Required actions:
**1.** In the settling basin passage, switch "settled solids" to "deposited solids" and write out the text from "If solids are to be removed from" up to and including "or confinement building)".
**2.** Pick up the settling basin design text after its final line and continue writing it.

Passage to read:

If solids are to be removed from the basin by pumping, design the basin to hold an equal volume of water above settled solids. Solids must be diluted and agitated for pumping. If solids are to be removed mechanically (i.e., front-end loader), provide concrete entrance to settling basin with a maximum 10:1 slope (20:1 slope preferred). Additional dewatering by means of a hardware cloth dam or a perforated riser pipe is desirable for mechanical removal of settled solids.
Indicate desired storage period, days = 182
(Lot acres = 100 feet x 200 feet / 43,560 = 0.46 acres)
Basin depth (dirt lot) = (2,800 x 0.46 acre lot x 182 days storage x 2*) / (365 days per year x 998 square feet surface area (Step 3)) = 1.3 feet
 

*Multiply by 1 for mechanical removal or by 2 for pumping.

Basin depth, BDC (concrete lot or confinement building)

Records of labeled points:
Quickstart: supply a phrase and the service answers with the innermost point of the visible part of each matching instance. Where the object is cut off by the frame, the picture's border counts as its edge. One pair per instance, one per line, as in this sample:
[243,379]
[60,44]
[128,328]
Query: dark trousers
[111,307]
--
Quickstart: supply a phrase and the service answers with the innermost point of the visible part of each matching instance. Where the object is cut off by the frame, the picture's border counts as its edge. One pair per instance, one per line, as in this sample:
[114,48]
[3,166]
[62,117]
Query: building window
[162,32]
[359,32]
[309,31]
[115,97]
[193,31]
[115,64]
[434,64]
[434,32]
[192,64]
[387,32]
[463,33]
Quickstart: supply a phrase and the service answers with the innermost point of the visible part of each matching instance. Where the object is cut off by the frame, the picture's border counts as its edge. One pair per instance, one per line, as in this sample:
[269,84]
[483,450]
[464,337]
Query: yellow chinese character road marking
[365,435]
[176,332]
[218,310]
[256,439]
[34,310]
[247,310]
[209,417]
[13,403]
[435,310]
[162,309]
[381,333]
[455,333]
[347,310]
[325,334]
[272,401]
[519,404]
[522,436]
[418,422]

Per-task answers:
**1.**
If solids are to be removed from the basin by pumping, design the basin to hold an equal volume of water above deposited solids. Solids must be diluted and agitated for pumping. If solids are to be removed mechanically (i.e., front-end loader), provide concrete entrance to settling basin with a maximum 10:1 slope (20:1 slope preferred). Additional dewatering by means of a hardware cloth dam or a perforated riser pipe is desirable for mechanical removal of deposited solids.
Indicate desired storage period, days = 182
(Lot acres = 100 feet x 200 feet / 43,560 = 0.46 acres)
Basin depth (dirt lot) = (2,800 x 0.46 acre lot x 182 days storage x 2*) / (365 days per year x 998 square feet surface area (Step 3)) = 1.3 feet
 

*Multiply by 1 for mechanical removal or by 2 for pumping.

Basin depth, BDC (concrete lot or confinement building)

**2.**
BDC = (0.5 x __ cubic feet per day manure (Table 4 PDF) x ___ days storage x 2*) / ___ square feet surface area (Step 3)

*Multiply by 1 for mechanical removal or by 2 for pumping.

Note
When settling basin discharges into a lagoon, the size of the lagoon may be reduced as follows:

Design volume (with settling basin) = Design volume (without settling basin) x 0.5

Manure storage volume (with settling basin) = Manure storage volume (without settling basin) x 0.5

The minimum design storage period is 90 days when the lagoon design volume is reduced by 50 percent as noted above. Less storage may be used if the lagoon design volume is based on 100 percent loading.

Basin outlets

Various types of basin outlets are used to drain liquids from the full depth of basins and allow the solids to dewater. The porous plank dam (Figure 4, Sec. C-C) ahead of either a perforated or a slotted riser pipe are frequently used outlets. Manure tends to plug even large openings in outlets. Unplugging is required frequently. A hoe may be used to scrape solids off of openings. Also, a slanted expanded metal or quarry screen with 1-inch to 1-1/2-inch openings may be used around the outlet to increase the screening area and reduce clogging.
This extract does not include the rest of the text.